PASSAGE GIVEN:
▬▬▬
It certainly sounds that way to me and it made me feel sorry for the iggies.


----------



## tippypilot (Dec 9, 2011)

i have four iggys which are certainly loved im not selling all of them just two out of the four and i have already turned down a few people as did not feel they would be right to go to them, and i am in no rush to buy a skunk the owner of one i have contacted about buying i had said only if i downsize my iggys i would be purchasing one. and my iggs have a class1 home i dont see them as ££££ but my pets


----------



## feorag (Jul 31, 2007)

But you see, the way that I see it, if they're your pets, why sell or give them away - basically move them on - to be able to have a skunk??


----------



## mstypical (Feb 16, 2011)

tippypilot said:


> i have four iggys which are certainly loved im not selling all of them just two out of the four and i have already turned down a few people as did not feel they would be right to go to them, and i am in no rush to buy a skunk the owner of one i have contacted about buying i had said only if i downsize my iggys i would be purchasing one. and my iggs have a class1 home i dont see them as ££££ but my pets


No-one said you see them as '££££', rather that you don't see them as members of the family so to speak, if you are getting rid to make room for a new novelty. Not a criticism of you, plenty people do the same, it's just a shame.
▬▬▬
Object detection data
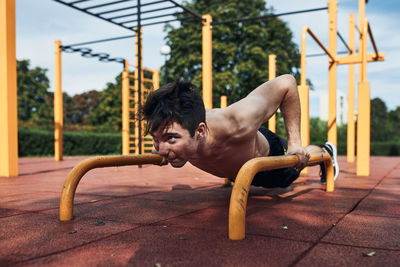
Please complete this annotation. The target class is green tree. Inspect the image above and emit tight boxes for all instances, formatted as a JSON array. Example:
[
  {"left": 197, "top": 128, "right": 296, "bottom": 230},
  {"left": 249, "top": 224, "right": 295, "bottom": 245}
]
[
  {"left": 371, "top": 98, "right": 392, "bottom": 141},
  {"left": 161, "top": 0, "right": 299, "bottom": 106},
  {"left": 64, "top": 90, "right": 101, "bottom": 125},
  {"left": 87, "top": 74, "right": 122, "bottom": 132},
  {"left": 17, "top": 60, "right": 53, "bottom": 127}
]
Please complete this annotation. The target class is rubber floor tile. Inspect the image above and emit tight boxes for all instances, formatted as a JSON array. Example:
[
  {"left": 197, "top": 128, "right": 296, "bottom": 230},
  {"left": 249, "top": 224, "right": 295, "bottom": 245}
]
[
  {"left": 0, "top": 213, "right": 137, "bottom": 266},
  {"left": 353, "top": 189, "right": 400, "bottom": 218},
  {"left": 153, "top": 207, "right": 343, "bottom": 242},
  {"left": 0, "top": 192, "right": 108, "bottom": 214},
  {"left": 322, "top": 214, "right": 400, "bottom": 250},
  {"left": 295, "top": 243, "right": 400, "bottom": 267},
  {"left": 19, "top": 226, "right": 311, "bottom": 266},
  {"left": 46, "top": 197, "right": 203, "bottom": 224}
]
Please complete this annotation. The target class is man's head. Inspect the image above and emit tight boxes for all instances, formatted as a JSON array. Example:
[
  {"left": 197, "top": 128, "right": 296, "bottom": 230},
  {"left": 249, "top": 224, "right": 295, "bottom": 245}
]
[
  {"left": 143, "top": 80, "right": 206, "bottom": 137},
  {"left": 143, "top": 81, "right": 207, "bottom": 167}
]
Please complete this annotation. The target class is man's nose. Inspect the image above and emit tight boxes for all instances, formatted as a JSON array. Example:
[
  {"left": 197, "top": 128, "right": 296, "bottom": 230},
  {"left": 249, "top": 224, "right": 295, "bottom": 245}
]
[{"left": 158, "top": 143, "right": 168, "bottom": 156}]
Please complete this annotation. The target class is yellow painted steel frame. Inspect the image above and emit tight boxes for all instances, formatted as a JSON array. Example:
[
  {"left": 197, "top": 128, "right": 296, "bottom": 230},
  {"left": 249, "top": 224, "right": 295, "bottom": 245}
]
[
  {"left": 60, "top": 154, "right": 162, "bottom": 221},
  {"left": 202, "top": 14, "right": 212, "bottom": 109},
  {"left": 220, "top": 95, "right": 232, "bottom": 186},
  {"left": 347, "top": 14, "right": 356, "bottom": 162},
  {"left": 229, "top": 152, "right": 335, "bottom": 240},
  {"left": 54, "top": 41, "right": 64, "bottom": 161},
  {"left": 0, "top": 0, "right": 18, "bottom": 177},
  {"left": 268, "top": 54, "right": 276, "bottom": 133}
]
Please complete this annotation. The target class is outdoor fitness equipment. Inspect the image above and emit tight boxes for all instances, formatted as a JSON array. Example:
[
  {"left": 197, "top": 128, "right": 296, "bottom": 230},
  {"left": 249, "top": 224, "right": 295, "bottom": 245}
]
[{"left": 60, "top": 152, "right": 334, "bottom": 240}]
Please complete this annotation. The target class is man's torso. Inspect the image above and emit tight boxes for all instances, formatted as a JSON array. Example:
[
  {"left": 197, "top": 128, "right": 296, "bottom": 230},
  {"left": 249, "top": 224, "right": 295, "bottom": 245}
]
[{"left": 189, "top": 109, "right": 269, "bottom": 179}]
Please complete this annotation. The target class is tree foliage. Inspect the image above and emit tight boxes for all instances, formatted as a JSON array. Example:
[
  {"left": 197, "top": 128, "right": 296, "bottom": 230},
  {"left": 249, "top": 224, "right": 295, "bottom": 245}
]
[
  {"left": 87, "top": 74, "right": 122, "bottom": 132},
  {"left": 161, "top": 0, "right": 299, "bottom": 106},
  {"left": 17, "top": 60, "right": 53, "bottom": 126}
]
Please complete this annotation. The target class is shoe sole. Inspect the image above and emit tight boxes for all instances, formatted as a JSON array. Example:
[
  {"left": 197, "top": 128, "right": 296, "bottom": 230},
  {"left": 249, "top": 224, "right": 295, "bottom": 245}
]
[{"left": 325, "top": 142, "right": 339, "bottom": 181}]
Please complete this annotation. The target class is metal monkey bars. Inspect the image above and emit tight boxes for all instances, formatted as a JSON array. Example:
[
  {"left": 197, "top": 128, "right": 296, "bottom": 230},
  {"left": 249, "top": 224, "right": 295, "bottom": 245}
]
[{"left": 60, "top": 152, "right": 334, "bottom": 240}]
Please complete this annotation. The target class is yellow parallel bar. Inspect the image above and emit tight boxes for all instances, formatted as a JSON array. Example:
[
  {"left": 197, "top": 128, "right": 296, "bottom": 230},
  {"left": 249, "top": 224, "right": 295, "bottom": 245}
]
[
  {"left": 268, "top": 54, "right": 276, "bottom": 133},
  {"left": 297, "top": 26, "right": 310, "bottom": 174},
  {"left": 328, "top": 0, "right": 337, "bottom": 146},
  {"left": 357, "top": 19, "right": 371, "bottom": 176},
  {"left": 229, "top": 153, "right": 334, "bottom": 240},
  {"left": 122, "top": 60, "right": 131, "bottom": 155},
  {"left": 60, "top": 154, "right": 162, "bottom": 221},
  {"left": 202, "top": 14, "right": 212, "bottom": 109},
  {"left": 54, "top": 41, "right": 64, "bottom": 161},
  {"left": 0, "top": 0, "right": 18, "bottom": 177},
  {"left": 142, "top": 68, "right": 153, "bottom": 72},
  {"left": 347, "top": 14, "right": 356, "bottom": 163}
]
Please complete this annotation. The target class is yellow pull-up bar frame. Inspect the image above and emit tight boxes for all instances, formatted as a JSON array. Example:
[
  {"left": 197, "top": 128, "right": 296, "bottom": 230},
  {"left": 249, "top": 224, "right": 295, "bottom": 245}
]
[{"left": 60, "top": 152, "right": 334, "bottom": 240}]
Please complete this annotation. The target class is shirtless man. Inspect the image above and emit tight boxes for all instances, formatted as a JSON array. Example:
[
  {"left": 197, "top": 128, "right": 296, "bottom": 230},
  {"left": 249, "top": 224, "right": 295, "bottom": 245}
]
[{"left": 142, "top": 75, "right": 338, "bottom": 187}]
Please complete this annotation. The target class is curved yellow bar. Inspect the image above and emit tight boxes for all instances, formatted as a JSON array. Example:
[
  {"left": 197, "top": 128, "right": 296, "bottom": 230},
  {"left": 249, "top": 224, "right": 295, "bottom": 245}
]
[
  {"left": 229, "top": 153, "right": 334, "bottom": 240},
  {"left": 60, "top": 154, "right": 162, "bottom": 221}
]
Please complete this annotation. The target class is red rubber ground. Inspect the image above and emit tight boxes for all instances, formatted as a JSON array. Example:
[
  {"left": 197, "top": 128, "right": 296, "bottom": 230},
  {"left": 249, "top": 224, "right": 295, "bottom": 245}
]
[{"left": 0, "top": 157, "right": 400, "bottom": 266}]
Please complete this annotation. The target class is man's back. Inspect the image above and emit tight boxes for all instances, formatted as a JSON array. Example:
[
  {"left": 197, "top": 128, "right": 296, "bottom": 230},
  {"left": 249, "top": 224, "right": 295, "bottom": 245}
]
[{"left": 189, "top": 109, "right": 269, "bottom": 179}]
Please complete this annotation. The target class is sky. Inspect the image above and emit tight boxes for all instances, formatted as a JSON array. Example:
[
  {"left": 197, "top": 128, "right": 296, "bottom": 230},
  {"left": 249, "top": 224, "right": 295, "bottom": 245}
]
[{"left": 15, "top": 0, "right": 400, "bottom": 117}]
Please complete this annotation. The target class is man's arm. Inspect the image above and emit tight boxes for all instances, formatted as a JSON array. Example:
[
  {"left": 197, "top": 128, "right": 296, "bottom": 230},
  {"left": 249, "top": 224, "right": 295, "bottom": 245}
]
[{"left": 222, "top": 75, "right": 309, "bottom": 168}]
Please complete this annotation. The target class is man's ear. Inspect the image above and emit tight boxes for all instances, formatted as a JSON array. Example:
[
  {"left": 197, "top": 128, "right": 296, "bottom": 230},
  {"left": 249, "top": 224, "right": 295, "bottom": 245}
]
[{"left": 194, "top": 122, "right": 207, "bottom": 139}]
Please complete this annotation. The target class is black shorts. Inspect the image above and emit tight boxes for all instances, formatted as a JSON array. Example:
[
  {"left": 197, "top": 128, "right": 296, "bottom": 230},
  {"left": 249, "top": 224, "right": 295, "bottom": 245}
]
▬▬▬
GIVEN PROBLEM: Reproduce the forum thread between "## mstypical (Feb" and "just a shame.", inclusive, swapping "novelty" for "hobby".

ANSWER BELOW:
## mstypical (Feb 16, 2011)

tippypilot said:


> i have four iggys which are certainly loved im not selling all of them just two out of the four and i have already turned down a few people as did not feel they would be right to go to them, and i am in no rush to buy a skunk the owner of one i have contacted about buying i had said only if i downsize my iggys i would be purchasing one. and my iggs have a class1 home i dont see them as ££££ but my pets


No-one said you see them as '££££', rather that you don't see them as members of the family so to speak, if you are getting rid to make room for a new hobby. Not a criticism of you, plenty people do the same, it's just a shame.